* _Action item_:
Please retype the data in full and exactly; the pictures are not part of the copy.
Start of Data shown
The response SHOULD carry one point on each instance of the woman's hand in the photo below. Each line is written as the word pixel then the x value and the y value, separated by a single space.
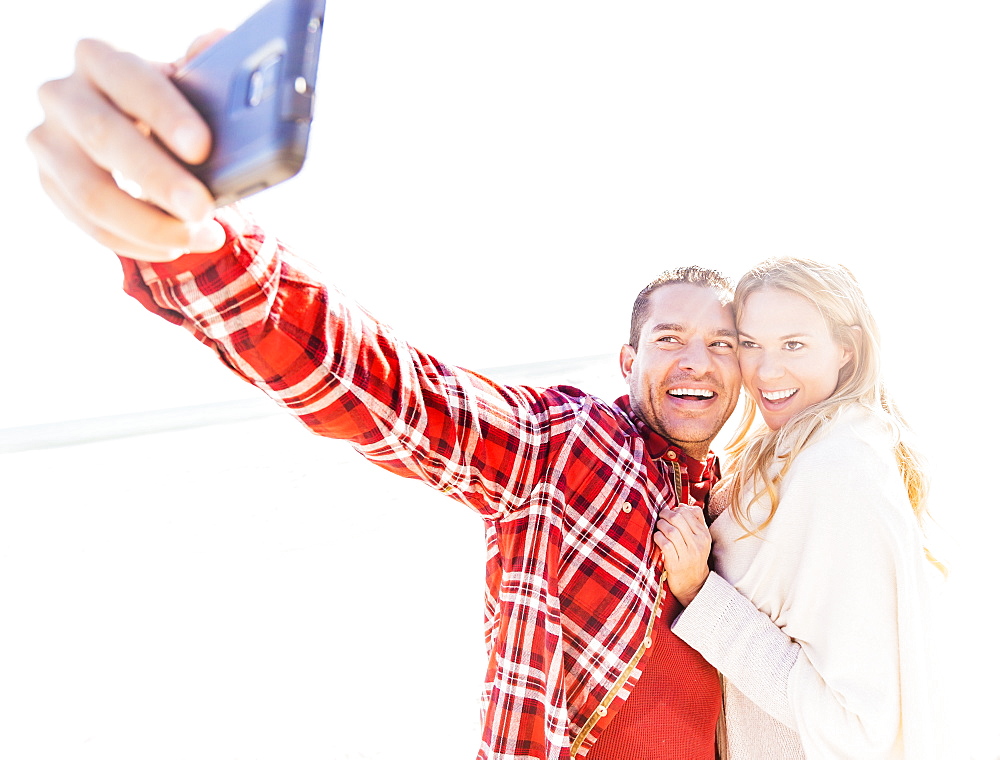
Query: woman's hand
pixel 685 544
pixel 109 121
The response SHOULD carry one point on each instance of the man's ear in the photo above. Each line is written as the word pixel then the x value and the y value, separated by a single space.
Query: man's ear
pixel 625 358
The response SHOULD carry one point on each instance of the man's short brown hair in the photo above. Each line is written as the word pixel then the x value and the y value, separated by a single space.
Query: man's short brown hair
pixel 693 275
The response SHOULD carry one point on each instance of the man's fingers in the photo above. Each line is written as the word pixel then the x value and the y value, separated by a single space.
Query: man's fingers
pixel 111 141
pixel 202 43
pixel 144 92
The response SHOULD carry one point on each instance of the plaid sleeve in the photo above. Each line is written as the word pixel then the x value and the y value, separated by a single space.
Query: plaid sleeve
pixel 345 375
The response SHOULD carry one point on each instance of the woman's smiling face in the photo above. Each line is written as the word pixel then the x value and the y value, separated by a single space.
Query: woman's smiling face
pixel 788 358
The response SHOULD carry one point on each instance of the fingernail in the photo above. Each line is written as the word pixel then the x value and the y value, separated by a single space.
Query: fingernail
pixel 207 237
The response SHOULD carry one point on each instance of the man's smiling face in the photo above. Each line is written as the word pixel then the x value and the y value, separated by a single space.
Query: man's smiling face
pixel 683 374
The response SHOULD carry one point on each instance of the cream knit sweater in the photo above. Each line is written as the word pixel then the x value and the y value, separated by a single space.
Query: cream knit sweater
pixel 818 625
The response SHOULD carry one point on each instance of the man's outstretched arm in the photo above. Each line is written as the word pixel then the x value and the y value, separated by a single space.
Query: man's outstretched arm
pixel 270 318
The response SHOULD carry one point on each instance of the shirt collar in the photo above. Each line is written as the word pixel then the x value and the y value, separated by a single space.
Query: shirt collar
pixel 663 448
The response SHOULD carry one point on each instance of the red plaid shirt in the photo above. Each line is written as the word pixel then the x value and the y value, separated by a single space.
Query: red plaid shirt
pixel 569 486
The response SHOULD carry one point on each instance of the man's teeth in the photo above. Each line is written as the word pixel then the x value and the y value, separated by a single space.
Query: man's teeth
pixel 698 392
pixel 778 395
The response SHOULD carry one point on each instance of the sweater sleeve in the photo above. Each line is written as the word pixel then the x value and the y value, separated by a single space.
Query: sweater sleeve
pixel 826 658
pixel 345 375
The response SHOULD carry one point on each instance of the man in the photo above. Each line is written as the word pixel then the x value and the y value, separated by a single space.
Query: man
pixel 581 659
End of Data shown
* _Expected answer_:
The response SHOULD carry one point on each instance of the woman's hand in the photo below. Each line is written as the word pixel then the x value and the y value, separated by a single space.
Query: woman's hand
pixel 685 544
pixel 109 121
The response SHOULD carry one point on each instance of the man's ear in the photo above. Each line is written as the word pixel then the x value and the y value, separated by a single space.
Query: man's ear
pixel 625 358
The response SHOULD carry one point on each instance of the man's short brown hair in the photo above. Each line is written as the word pixel then the x value and the y value, separated by a single space.
Query: man's short brown hair
pixel 693 275
The response SHOULD carry one point on each instance of the man's fingers in the photo above. Each line is written as the word pixel then the x value and the y value, separated by a single space.
Query: man's fingers
pixel 111 141
pixel 202 43
pixel 144 92
The response SHOULD carry one point on each instance of the plaid sleeve in the photo above. Each line is written as the word pixel then the x value and the y value, separated by a single space.
Query: plaid sleeve
pixel 345 375
The response SHOULD carry one point on each instance of the woman's smiling face in the photo above. Each line is written as the word pixel then the x value and the y value, separated by a single space.
Query: woman's smiling face
pixel 788 358
The response SHOULD carry one point on each instance of the fingernail in the photo above. Each line is written as the word pixel then the x value and the y value, separated by a single space.
Query: fingernail
pixel 207 237
The response SHOULD carry one point on each instance of the man's smiling face in the photo above. Each line is written as the word pixel then the x value and the y value, separated by a single space.
Query: man's smiling face
pixel 683 374
The response SHOULD carry one point on each instance of the cream knit sweater in the photo above. Each line is written as the word pixel then the x value and the y value, separated by a single space.
Query: cream knit sweater
pixel 818 625
The response SHOULD carry one point on each instance of the man's outstretched arm in the photo above. Each line is written as the word pixel then the x value and the y value, separated by a single space.
Query: man's outstretched arm
pixel 270 318
The response SHOULD carry one point on each instance of the shirt collar in the photo above. Each line is written as the word pixel then the x value and the y value, separated by a single space.
Query: shirt collar
pixel 663 448
The response SHOULD carry one point on each instance of the red plaid shirt in the photo above. Each line is written as the word pixel then the x value and the y value, separated by a single space.
Query: red plaid shirt
pixel 569 486
The response SHOULD carry one point on each instance of the man's teeth in the photo above. Each line is written as the word pixel then the x value and the y value, separated by a single space.
Query: man's teeth
pixel 698 392
pixel 778 395
The response SHOULD carry one point on each instance of the sweater sleeve in the photo above. Each line is written as the word pixel then the x value and the y value, separated by a single space.
Query: sweater sleeve
pixel 826 658
pixel 345 375
The response SHOULD carry one point on each instance of the man in the photo above. Each line is written as the word pixel then the x value and the y value, separated by a single space.
Query: man
pixel 581 659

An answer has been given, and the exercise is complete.